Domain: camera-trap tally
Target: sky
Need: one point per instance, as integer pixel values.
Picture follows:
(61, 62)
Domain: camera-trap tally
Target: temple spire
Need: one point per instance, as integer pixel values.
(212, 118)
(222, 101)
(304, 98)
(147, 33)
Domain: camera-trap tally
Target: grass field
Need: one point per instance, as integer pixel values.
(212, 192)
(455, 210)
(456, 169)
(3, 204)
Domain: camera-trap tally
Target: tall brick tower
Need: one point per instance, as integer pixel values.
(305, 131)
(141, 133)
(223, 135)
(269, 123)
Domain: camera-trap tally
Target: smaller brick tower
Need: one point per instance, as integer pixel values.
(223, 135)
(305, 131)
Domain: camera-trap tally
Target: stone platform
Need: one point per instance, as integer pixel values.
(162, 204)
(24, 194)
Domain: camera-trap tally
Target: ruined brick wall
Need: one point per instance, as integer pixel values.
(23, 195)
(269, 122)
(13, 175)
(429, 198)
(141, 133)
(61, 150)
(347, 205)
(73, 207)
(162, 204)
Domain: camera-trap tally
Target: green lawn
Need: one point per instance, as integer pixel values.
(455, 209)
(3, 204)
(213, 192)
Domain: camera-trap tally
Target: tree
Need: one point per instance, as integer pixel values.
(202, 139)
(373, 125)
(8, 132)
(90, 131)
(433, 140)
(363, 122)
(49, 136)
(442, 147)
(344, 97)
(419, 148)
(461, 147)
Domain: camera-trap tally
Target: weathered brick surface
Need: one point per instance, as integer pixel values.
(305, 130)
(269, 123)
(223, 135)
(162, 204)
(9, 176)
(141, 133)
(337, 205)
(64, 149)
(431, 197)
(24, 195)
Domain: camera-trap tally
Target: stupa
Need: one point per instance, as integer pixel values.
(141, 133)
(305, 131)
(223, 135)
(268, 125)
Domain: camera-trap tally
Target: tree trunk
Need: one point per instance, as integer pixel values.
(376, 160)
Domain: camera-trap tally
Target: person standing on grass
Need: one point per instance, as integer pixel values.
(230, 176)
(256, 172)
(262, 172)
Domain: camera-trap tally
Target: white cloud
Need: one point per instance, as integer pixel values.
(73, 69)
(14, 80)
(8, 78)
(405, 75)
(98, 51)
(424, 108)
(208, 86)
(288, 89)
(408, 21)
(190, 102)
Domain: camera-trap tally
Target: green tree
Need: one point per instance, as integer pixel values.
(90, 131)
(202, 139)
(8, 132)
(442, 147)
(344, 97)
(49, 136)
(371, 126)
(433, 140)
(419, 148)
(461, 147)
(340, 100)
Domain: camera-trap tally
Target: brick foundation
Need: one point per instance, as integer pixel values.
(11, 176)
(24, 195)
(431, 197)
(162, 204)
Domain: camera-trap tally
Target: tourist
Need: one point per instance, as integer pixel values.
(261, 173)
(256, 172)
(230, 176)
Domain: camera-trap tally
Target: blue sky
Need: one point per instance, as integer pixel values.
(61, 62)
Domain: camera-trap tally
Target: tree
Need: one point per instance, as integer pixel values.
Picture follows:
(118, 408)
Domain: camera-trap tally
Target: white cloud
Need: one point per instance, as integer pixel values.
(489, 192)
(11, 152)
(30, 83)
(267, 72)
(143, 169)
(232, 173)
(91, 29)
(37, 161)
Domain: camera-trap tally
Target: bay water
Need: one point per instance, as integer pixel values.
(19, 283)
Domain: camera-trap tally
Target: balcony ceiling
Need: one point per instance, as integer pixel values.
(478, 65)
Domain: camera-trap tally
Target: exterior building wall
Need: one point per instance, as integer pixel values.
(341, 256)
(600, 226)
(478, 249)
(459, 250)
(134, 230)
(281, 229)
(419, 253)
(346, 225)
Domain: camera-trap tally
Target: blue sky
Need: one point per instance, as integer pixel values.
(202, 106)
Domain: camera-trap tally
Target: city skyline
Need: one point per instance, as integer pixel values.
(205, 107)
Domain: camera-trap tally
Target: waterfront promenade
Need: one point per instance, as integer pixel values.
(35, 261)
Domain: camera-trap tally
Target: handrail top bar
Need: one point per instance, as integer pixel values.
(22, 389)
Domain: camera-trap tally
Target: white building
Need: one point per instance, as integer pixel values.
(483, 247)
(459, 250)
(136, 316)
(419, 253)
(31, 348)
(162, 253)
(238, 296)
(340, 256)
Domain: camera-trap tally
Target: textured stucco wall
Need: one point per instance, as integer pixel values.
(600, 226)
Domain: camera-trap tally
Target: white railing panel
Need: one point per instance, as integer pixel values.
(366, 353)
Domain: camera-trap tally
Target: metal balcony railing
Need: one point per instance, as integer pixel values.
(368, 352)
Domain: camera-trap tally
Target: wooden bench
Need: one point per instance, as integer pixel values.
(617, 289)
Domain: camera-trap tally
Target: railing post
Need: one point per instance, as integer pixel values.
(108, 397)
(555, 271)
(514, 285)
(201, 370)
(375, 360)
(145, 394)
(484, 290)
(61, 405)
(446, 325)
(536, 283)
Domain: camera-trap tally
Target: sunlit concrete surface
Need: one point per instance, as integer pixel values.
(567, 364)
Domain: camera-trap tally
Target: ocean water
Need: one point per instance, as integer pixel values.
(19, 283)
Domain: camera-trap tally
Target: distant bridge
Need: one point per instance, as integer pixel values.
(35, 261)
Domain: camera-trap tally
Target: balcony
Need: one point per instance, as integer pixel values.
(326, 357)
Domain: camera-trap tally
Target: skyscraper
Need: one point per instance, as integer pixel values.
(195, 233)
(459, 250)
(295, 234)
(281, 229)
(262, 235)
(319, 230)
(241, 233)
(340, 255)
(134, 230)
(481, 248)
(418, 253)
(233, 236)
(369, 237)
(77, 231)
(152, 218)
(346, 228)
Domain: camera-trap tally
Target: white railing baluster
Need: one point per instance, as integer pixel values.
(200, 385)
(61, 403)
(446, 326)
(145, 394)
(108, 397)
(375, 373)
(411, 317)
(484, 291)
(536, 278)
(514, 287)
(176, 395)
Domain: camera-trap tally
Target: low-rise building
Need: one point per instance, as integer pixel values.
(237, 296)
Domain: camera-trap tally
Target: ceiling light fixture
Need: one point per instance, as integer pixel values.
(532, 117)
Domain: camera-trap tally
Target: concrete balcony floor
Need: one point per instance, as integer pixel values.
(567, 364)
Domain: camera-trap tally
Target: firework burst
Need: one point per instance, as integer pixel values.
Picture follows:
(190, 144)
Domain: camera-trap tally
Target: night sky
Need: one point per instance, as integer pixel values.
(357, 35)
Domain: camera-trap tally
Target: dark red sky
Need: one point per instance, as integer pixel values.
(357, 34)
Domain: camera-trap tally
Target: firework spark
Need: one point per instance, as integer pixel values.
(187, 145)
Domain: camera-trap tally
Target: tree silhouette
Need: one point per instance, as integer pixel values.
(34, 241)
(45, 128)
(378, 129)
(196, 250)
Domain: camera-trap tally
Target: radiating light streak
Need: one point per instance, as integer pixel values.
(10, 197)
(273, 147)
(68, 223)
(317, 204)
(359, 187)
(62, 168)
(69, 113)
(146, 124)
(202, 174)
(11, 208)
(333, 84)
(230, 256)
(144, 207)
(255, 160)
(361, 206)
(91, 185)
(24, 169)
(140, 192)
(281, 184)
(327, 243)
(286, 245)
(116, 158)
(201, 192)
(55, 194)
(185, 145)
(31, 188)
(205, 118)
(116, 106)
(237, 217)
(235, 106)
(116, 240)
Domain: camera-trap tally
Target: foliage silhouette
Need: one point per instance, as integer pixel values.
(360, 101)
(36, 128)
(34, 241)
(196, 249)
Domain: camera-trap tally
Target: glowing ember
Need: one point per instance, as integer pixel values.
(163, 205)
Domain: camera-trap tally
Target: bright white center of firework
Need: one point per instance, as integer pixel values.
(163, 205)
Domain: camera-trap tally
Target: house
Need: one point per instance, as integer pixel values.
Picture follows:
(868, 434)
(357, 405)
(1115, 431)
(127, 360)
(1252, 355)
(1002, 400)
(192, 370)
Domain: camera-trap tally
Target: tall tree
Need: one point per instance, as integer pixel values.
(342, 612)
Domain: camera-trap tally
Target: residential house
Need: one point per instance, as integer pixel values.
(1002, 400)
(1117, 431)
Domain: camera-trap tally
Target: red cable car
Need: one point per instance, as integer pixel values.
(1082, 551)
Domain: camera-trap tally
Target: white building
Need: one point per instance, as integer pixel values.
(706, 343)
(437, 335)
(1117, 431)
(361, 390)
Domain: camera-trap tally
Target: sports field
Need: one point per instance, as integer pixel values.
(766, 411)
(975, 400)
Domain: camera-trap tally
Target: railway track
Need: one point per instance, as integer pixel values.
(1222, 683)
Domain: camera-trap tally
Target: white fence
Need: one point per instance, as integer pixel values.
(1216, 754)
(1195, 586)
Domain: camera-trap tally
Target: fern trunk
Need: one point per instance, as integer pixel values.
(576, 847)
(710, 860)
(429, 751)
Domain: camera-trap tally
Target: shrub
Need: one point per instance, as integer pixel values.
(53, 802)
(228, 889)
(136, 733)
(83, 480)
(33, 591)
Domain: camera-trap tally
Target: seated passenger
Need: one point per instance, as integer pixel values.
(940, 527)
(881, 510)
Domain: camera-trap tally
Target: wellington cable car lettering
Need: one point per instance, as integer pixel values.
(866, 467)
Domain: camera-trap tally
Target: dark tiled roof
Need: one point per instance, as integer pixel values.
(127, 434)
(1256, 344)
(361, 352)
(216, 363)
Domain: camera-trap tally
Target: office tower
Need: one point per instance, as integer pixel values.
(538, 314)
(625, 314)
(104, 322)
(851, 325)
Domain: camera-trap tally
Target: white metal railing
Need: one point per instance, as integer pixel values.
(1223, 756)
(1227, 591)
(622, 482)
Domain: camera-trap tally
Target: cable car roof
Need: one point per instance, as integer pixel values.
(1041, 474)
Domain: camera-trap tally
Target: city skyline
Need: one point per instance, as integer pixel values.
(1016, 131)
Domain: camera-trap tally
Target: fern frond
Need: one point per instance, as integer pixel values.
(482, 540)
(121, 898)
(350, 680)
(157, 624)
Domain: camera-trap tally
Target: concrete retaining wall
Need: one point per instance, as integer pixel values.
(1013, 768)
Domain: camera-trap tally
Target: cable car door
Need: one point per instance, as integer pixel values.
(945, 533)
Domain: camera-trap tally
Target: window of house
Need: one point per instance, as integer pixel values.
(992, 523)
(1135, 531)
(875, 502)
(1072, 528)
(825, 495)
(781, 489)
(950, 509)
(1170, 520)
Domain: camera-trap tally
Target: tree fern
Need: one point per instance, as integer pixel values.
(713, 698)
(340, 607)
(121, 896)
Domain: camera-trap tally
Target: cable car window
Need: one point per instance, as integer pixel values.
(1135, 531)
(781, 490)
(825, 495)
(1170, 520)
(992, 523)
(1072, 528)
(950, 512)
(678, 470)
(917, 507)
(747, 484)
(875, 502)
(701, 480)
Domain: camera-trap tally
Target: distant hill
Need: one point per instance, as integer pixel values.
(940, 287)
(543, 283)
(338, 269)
-------------------------
**PROBLEM STATEMENT:**
Pull out every line of the data above that contains the word "roof".

**FINAL ANSWER:**
Target: dark tiled roof
Target: cable car roof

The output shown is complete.